# DATA:

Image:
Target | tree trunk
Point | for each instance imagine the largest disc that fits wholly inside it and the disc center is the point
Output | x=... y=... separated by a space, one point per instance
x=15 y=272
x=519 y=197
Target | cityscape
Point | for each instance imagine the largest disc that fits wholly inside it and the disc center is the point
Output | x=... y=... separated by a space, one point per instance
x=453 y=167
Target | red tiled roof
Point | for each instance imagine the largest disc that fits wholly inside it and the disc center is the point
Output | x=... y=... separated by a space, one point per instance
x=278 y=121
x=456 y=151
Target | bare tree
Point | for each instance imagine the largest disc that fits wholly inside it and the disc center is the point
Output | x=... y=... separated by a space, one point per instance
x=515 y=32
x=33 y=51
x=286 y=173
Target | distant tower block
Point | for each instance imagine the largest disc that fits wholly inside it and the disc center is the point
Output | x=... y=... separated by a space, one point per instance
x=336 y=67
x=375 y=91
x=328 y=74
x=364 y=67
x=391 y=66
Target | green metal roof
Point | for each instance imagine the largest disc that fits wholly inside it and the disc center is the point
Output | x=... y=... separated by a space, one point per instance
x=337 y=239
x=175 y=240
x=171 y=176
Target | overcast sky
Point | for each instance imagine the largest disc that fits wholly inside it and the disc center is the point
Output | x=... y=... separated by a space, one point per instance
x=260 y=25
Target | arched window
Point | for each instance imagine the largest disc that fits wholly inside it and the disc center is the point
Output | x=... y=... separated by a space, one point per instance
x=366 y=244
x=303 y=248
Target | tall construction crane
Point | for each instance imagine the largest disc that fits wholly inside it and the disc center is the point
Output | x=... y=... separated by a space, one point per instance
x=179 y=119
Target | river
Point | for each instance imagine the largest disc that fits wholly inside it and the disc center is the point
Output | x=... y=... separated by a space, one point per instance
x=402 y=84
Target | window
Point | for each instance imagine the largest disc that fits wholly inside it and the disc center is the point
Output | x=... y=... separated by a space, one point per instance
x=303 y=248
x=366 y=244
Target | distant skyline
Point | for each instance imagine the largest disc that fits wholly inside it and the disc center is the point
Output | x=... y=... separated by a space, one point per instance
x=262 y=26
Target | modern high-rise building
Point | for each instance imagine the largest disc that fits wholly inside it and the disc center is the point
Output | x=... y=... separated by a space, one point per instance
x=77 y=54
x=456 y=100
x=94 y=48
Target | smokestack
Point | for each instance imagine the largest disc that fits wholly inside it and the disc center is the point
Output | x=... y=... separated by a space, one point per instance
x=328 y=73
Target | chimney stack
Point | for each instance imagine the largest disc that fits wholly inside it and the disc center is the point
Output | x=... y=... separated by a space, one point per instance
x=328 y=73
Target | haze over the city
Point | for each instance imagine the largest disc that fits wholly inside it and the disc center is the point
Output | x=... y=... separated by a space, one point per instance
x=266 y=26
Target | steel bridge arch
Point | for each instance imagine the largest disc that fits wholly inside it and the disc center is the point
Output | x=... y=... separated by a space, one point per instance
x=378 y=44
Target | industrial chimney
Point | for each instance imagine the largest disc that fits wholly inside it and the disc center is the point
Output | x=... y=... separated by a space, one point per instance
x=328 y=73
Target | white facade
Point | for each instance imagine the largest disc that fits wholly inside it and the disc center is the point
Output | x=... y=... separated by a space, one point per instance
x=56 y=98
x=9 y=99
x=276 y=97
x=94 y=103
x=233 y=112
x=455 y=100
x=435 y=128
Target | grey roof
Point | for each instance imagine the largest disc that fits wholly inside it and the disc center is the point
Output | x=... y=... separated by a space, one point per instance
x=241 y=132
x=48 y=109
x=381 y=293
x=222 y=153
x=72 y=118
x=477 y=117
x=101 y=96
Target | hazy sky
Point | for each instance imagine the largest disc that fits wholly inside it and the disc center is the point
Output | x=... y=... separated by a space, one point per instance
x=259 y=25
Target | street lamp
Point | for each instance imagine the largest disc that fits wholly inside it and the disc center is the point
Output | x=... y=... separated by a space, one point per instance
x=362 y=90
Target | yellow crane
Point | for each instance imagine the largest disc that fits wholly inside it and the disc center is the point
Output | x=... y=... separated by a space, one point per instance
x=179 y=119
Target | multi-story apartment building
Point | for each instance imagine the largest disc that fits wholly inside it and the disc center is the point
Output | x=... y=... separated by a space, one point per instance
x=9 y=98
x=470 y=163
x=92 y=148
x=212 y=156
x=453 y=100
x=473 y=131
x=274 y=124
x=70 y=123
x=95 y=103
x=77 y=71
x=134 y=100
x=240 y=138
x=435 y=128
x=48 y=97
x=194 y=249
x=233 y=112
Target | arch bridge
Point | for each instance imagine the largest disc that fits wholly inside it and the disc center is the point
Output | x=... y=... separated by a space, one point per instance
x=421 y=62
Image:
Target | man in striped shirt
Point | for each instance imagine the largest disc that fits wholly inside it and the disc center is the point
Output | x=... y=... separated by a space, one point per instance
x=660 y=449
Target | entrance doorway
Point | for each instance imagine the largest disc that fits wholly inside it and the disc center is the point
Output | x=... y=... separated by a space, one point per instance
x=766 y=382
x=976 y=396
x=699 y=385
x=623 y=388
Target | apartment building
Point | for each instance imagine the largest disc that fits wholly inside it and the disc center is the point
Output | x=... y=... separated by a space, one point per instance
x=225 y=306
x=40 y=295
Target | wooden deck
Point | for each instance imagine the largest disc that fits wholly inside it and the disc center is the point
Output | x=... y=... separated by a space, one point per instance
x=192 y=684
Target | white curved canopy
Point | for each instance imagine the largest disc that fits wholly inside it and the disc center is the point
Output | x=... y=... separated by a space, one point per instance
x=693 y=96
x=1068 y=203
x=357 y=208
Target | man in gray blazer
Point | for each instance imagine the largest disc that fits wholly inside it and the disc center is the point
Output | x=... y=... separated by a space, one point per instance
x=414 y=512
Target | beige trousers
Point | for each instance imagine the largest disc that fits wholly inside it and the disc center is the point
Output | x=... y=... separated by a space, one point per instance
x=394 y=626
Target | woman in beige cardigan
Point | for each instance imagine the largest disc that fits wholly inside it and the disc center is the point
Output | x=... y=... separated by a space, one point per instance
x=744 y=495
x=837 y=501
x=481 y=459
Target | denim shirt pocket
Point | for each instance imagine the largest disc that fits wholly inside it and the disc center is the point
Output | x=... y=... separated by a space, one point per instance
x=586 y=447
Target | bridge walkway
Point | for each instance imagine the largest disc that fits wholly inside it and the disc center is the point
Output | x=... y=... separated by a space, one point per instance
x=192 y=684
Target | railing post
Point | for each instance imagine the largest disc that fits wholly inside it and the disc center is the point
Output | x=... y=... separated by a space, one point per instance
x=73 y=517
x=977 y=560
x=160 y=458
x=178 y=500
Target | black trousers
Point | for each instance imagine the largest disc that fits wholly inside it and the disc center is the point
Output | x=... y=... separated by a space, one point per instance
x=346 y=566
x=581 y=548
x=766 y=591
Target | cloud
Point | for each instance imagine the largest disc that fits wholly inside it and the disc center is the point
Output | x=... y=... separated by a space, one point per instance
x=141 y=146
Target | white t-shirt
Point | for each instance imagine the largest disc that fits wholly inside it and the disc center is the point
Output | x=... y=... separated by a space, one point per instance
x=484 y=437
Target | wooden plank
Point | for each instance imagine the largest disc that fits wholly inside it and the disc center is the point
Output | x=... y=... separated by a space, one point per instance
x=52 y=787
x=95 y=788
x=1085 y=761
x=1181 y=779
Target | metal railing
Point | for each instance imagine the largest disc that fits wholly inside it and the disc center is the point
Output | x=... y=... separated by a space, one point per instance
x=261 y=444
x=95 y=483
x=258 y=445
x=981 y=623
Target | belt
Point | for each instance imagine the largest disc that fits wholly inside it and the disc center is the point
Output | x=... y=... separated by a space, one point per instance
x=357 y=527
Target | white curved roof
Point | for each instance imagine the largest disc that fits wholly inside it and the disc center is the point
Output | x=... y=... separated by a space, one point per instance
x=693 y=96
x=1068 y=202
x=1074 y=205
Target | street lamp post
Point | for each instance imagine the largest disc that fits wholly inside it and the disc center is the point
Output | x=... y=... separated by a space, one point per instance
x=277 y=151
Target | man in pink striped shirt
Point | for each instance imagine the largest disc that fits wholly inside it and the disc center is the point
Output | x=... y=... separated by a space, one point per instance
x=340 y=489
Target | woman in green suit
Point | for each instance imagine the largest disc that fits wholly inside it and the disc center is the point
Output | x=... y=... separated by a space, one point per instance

# TASK TO COMPLETE:
Could you return exactly the lines above from the line with "Target | multi-story apartment building" to the line with "Target | arch bridge", both included, and nothing else?

# RESPONSE FOR THIS EXERCISE:
Target | multi-story apartment building
Point | for each instance imagine the largest disc that fits wholly inside it and the disc center is the point
Output | x=... y=... separated by a space, one point per instance
x=9 y=98
x=470 y=163
x=92 y=148
x=212 y=156
x=453 y=100
x=473 y=131
x=274 y=124
x=70 y=123
x=95 y=103
x=77 y=71
x=134 y=100
x=240 y=138
x=435 y=128
x=48 y=97
x=194 y=249
x=233 y=112
Target | arch bridge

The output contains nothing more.